BEGIN SOURCE DATA

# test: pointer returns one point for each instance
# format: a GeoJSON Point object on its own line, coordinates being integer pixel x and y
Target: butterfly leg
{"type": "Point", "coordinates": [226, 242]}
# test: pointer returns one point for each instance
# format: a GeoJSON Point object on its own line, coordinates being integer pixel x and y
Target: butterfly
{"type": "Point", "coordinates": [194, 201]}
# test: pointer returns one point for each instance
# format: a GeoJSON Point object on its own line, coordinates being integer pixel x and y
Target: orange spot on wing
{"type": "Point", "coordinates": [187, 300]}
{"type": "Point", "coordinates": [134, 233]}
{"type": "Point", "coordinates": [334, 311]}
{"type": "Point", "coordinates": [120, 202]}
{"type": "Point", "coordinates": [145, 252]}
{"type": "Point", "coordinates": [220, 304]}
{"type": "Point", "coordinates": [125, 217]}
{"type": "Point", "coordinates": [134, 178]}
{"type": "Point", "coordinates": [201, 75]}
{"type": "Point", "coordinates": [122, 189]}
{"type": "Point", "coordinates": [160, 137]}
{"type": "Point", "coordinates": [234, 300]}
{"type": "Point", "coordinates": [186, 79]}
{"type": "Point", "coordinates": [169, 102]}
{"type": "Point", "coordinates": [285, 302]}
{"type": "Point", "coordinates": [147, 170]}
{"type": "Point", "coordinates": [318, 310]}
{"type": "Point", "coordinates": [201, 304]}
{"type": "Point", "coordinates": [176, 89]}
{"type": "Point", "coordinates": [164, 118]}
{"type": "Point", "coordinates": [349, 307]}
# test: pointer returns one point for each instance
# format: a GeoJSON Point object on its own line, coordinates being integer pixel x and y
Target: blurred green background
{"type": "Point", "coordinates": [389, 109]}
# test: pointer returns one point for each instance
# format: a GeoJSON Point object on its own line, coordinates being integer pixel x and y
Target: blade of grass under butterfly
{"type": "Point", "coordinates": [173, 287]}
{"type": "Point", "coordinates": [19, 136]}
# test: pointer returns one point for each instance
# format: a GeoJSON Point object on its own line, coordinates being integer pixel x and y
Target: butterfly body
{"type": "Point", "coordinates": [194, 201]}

END SOURCE DATA

PROBLEM TO WORK ON: Write out every record above, word for word.

OUTPUT BELOW:
# test: pointer returns one point for each instance
# format: a GeoJSON Point object on its own line, coordinates being integer pixel x and y
Target: butterfly leg
{"type": "Point", "coordinates": [226, 242]}
# test: pointer returns one point for each instance
# format: a GeoJSON Point object on its own line, coordinates being integer pixel x and y
Target: butterfly
{"type": "Point", "coordinates": [194, 201]}
# test: pointer returns one point for each instance
# format: a GeoJSON Point object on its own line, coordinates being integer pixel x and y
Target: orange spot on wing
{"type": "Point", "coordinates": [187, 300]}
{"type": "Point", "coordinates": [134, 233]}
{"type": "Point", "coordinates": [334, 311]}
{"type": "Point", "coordinates": [120, 202]}
{"type": "Point", "coordinates": [145, 252]}
{"type": "Point", "coordinates": [220, 304]}
{"type": "Point", "coordinates": [125, 217]}
{"type": "Point", "coordinates": [134, 178]}
{"type": "Point", "coordinates": [201, 75]}
{"type": "Point", "coordinates": [122, 189]}
{"type": "Point", "coordinates": [160, 137]}
{"type": "Point", "coordinates": [234, 300]}
{"type": "Point", "coordinates": [186, 79]}
{"type": "Point", "coordinates": [169, 102]}
{"type": "Point", "coordinates": [285, 302]}
{"type": "Point", "coordinates": [147, 170]}
{"type": "Point", "coordinates": [318, 310]}
{"type": "Point", "coordinates": [201, 304]}
{"type": "Point", "coordinates": [176, 89]}
{"type": "Point", "coordinates": [164, 118]}
{"type": "Point", "coordinates": [349, 307]}
# test: pointer returns one point for each instance
# format: a GeoJSON Point object on its own line, coordinates being integer pixel x and y
Target: blurred green background
{"type": "Point", "coordinates": [389, 109]}
# test: pointer returns one point for each instance
# format: a GeoJSON Point object on its own line, coordinates being integer pixel x and y
Target: blade of grass under butterfly
{"type": "Point", "coordinates": [173, 287]}
{"type": "Point", "coordinates": [19, 136]}
# test: pointer returns one point for each instance
# format: a GeoJSON Point object on its own line, coordinates being integer pixel x and y
Target: butterfly body
{"type": "Point", "coordinates": [194, 201]}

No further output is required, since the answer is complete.